[Position annotation records]
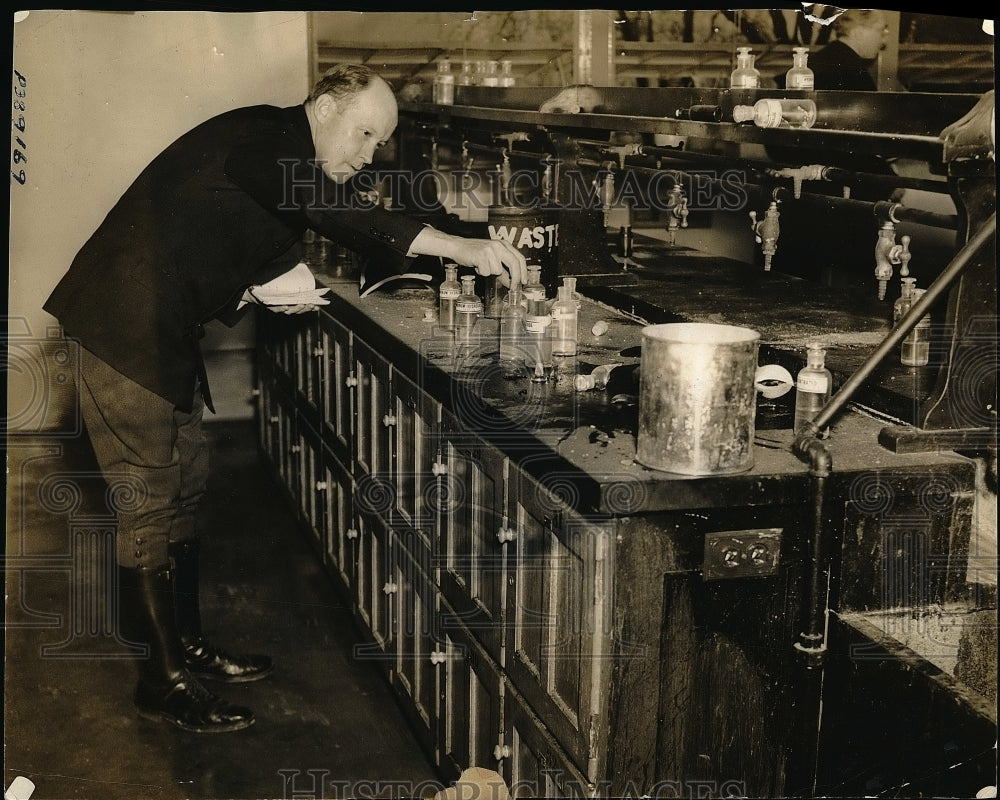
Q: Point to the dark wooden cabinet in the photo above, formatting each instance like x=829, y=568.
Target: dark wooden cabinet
x=545, y=607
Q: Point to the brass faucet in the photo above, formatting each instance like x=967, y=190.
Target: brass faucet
x=766, y=232
x=677, y=212
x=888, y=253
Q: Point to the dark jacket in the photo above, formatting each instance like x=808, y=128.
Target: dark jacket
x=837, y=66
x=223, y=207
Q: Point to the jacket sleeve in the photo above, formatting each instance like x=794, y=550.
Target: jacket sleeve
x=279, y=172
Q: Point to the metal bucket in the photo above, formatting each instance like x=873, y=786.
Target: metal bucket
x=535, y=232
x=697, y=401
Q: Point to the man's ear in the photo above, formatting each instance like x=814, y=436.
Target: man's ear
x=324, y=107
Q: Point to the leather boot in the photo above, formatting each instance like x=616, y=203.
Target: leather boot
x=166, y=689
x=202, y=658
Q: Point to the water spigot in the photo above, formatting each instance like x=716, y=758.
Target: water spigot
x=808, y=172
x=677, y=212
x=766, y=232
x=888, y=253
x=629, y=149
x=510, y=138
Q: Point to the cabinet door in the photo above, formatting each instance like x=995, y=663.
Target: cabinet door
x=415, y=463
x=372, y=438
x=268, y=416
x=420, y=648
x=471, y=702
x=558, y=623
x=532, y=762
x=341, y=530
x=312, y=484
x=337, y=380
x=377, y=590
x=472, y=548
x=309, y=363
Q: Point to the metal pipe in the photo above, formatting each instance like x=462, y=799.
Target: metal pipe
x=917, y=311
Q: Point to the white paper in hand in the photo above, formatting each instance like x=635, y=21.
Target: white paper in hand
x=293, y=288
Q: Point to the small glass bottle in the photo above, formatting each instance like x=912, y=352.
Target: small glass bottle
x=506, y=73
x=444, y=84
x=533, y=289
x=448, y=294
x=746, y=75
x=770, y=112
x=799, y=76
x=597, y=379
x=915, y=348
x=512, y=334
x=813, y=388
x=466, y=77
x=491, y=77
x=565, y=322
x=468, y=311
x=538, y=344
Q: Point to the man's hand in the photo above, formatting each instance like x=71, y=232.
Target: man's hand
x=488, y=256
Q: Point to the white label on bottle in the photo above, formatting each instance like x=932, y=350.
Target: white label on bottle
x=814, y=384
x=767, y=114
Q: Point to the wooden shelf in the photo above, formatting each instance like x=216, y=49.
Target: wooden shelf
x=940, y=67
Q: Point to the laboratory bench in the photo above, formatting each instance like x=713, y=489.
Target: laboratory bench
x=544, y=605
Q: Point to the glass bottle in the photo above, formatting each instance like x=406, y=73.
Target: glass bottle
x=448, y=293
x=444, y=84
x=799, y=76
x=506, y=73
x=597, y=379
x=538, y=345
x=565, y=322
x=915, y=348
x=466, y=77
x=746, y=75
x=491, y=77
x=512, y=334
x=813, y=388
x=772, y=112
x=533, y=289
x=468, y=311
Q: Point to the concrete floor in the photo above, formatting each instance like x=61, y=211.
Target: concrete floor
x=327, y=725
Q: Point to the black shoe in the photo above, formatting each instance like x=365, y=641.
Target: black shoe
x=201, y=658
x=206, y=661
x=191, y=707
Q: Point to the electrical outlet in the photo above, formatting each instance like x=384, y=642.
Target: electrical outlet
x=741, y=554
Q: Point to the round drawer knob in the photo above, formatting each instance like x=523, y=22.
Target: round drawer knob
x=505, y=535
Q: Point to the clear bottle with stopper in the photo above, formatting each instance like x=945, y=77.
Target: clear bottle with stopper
x=746, y=75
x=491, y=76
x=448, y=293
x=444, y=84
x=533, y=289
x=772, y=112
x=915, y=348
x=468, y=311
x=799, y=76
x=538, y=344
x=597, y=379
x=813, y=388
x=466, y=77
x=565, y=320
x=512, y=334
x=506, y=73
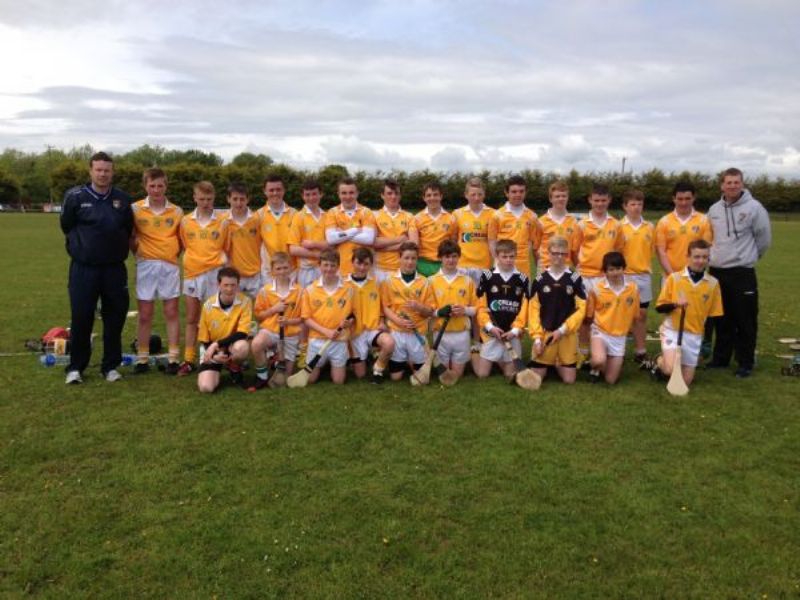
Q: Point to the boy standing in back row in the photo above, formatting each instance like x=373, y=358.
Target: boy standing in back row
x=156, y=245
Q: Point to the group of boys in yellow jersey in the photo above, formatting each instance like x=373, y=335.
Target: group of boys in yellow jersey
x=350, y=285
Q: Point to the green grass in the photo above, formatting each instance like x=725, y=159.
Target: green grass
x=146, y=489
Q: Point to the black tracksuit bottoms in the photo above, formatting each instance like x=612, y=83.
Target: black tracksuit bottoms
x=87, y=283
x=737, y=329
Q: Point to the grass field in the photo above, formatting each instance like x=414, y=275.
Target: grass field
x=146, y=489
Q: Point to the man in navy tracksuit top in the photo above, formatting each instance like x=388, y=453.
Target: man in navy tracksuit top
x=97, y=220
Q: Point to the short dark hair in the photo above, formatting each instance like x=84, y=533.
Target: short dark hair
x=613, y=259
x=700, y=244
x=100, y=157
x=732, y=172
x=362, y=254
x=683, y=186
x=515, y=180
x=406, y=246
x=273, y=178
x=448, y=247
x=310, y=184
x=434, y=186
x=228, y=272
x=237, y=188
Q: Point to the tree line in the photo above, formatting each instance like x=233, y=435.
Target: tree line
x=32, y=179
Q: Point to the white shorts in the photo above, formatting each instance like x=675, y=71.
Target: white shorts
x=473, y=273
x=454, y=347
x=157, y=280
x=644, y=285
x=290, y=343
x=589, y=283
x=203, y=286
x=337, y=352
x=407, y=348
x=362, y=343
x=494, y=350
x=690, y=345
x=250, y=285
x=615, y=344
x=307, y=275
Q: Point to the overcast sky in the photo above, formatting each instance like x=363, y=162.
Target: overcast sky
x=698, y=85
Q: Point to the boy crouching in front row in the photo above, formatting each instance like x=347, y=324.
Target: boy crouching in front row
x=407, y=302
x=502, y=311
x=277, y=306
x=613, y=306
x=224, y=325
x=326, y=308
x=555, y=313
x=369, y=330
x=696, y=292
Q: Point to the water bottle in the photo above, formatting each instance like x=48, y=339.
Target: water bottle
x=51, y=360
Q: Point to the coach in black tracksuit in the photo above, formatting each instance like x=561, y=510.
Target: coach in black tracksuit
x=97, y=220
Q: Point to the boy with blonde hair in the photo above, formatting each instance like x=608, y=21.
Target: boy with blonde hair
x=558, y=222
x=277, y=306
x=638, y=246
x=326, y=309
x=407, y=301
x=224, y=325
x=430, y=227
x=454, y=295
x=156, y=245
x=391, y=229
x=515, y=221
x=612, y=308
x=244, y=240
x=555, y=312
x=502, y=311
x=472, y=230
x=204, y=236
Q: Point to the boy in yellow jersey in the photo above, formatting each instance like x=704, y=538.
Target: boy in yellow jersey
x=430, y=227
x=204, y=235
x=555, y=312
x=370, y=330
x=407, y=302
x=612, y=307
x=514, y=221
x=156, y=245
x=326, y=306
x=699, y=294
x=454, y=293
x=244, y=240
x=307, y=234
x=598, y=234
x=276, y=218
x=638, y=237
x=472, y=230
x=224, y=325
x=349, y=224
x=277, y=304
x=558, y=222
x=502, y=311
x=677, y=229
x=391, y=229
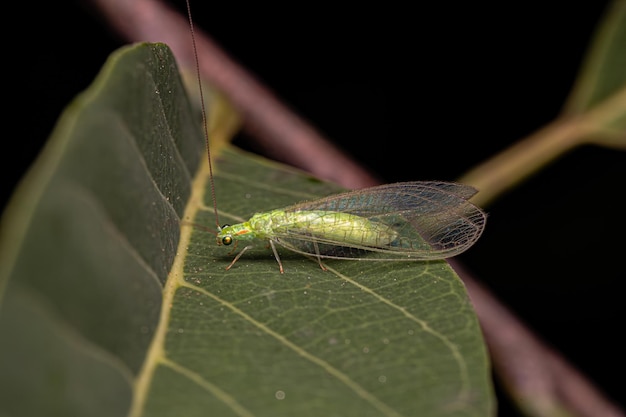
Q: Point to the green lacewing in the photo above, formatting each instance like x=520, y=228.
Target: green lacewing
x=410, y=221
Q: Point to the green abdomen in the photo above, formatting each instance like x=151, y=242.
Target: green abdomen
x=327, y=225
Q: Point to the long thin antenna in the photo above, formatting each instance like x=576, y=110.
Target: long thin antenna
x=204, y=116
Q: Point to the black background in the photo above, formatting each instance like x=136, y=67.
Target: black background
x=413, y=93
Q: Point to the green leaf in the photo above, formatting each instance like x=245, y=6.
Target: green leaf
x=110, y=307
x=599, y=95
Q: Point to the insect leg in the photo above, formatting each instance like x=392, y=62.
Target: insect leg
x=280, y=265
x=238, y=256
x=319, y=257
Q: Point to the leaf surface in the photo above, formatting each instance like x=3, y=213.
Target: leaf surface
x=114, y=304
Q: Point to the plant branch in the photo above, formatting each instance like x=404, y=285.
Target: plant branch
x=541, y=380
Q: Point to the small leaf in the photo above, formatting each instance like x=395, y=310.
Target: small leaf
x=603, y=71
x=111, y=308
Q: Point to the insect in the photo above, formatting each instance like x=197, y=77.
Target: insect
x=408, y=221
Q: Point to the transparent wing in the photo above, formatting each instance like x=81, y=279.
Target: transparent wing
x=428, y=220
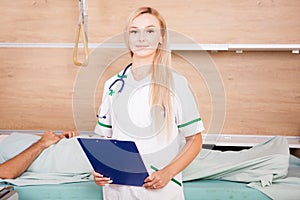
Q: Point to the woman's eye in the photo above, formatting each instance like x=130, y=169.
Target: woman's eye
x=150, y=31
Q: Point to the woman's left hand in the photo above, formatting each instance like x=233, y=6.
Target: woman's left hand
x=69, y=134
x=157, y=180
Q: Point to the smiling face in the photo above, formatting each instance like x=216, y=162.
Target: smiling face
x=144, y=35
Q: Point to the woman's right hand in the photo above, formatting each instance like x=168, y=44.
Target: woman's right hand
x=100, y=180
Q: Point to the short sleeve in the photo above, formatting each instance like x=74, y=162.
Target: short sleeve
x=187, y=114
x=104, y=122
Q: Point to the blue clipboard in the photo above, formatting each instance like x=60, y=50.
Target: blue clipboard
x=116, y=159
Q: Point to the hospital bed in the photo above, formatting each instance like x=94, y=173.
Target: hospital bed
x=193, y=190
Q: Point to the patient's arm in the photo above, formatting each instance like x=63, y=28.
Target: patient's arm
x=17, y=165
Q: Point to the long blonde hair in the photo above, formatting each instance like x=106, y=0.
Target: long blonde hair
x=162, y=79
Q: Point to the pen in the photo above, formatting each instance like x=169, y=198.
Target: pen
x=173, y=179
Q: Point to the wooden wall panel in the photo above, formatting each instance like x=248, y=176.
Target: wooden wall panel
x=204, y=21
x=262, y=90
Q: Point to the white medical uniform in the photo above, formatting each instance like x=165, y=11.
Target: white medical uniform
x=127, y=116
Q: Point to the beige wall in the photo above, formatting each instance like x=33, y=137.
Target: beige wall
x=262, y=88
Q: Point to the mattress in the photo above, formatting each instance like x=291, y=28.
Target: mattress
x=193, y=190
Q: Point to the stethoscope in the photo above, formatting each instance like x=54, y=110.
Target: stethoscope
x=111, y=91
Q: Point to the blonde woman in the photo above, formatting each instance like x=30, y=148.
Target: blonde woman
x=153, y=106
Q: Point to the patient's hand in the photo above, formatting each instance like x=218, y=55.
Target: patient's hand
x=48, y=138
x=69, y=134
x=100, y=180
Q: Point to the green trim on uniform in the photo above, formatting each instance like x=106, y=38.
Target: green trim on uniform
x=189, y=123
x=104, y=125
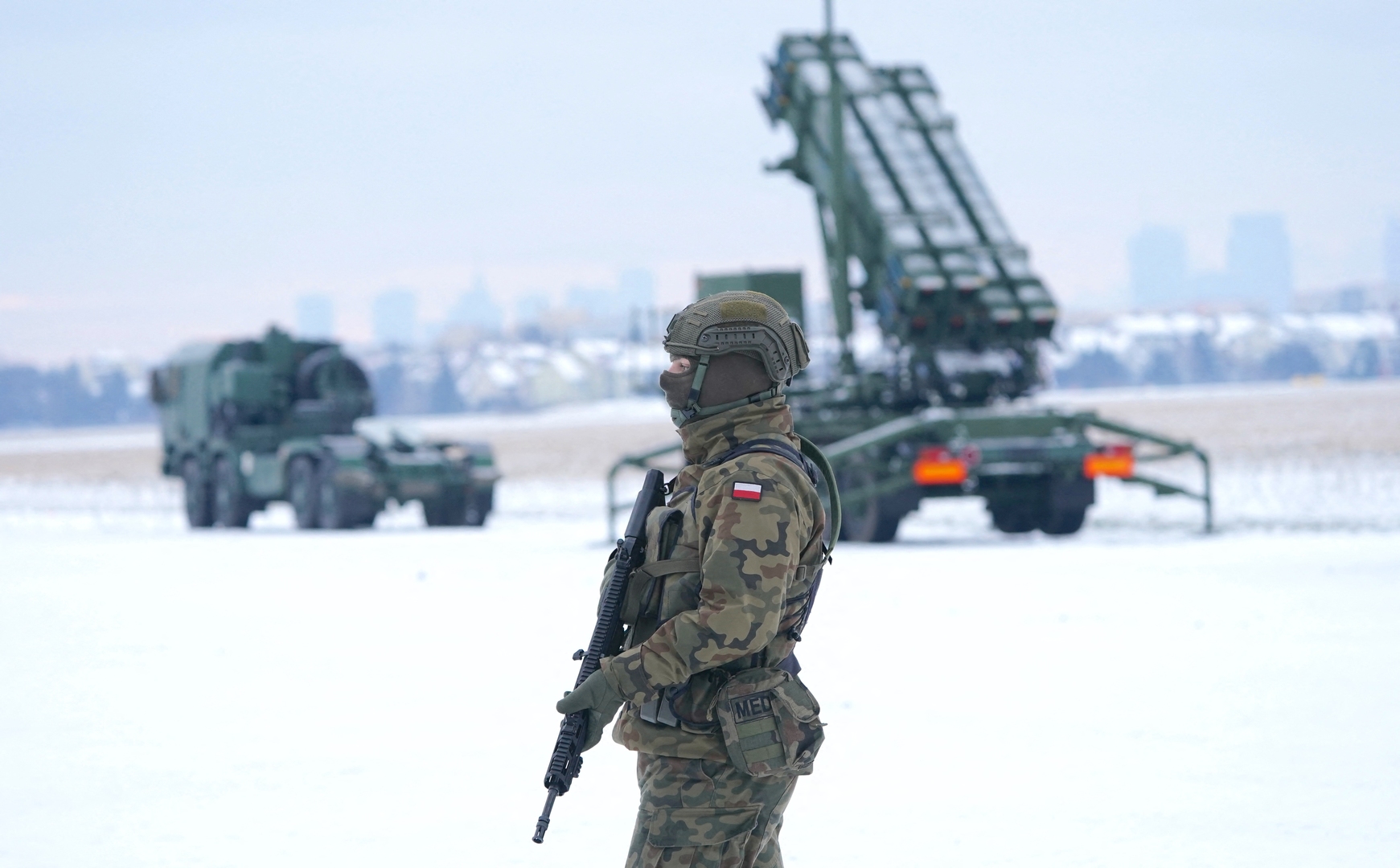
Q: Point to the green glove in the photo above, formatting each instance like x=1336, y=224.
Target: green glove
x=600, y=699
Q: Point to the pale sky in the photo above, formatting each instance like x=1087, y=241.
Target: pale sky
x=181, y=170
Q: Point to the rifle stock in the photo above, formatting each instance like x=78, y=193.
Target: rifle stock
x=567, y=760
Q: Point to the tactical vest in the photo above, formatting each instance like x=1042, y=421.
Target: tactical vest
x=670, y=580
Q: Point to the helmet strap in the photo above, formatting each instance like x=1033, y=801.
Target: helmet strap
x=693, y=409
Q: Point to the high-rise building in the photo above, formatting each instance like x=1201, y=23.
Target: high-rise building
x=529, y=309
x=1156, y=268
x=1392, y=254
x=395, y=318
x=1259, y=260
x=476, y=309
x=315, y=317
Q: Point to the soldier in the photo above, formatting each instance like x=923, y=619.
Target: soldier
x=720, y=721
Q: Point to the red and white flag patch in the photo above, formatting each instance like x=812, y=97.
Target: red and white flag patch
x=746, y=490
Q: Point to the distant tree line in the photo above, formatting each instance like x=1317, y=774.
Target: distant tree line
x=66, y=396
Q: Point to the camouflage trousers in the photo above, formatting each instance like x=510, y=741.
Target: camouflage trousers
x=703, y=813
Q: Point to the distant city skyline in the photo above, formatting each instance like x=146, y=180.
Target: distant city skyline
x=170, y=177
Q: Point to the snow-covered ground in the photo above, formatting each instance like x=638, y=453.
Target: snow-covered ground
x=1139, y=694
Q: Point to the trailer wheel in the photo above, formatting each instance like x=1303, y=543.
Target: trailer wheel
x=445, y=511
x=1018, y=517
x=232, y=507
x=196, y=494
x=330, y=504
x=478, y=507
x=1061, y=522
x=302, y=490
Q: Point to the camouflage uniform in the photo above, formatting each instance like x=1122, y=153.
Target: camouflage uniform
x=724, y=600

EXERCISE TASK: Render the data from its beginning through the line holding "x=223, y=207", both ends included, as a JSON list of strings with one string per line. Omit blank lines and leave the pictures out.

EXERCISE RESULT:
[
  "Q: Point to the dark wooden cabinet in the photo above, formatting each instance like x=829, y=568.",
  "Target: dark wooden cabinet",
  "x=545, y=607",
  "Q: Point to the brass faucet in the photo above, formatting each instance like x=967, y=190.",
  "Target: brass faucet",
  "x=766, y=232",
  "x=677, y=212",
  "x=888, y=253",
  "Q: Point to the dark jacket in the photo above, formatting each instance like x=808, y=128.",
  "Target: dark jacket",
  "x=837, y=66",
  "x=223, y=207"
]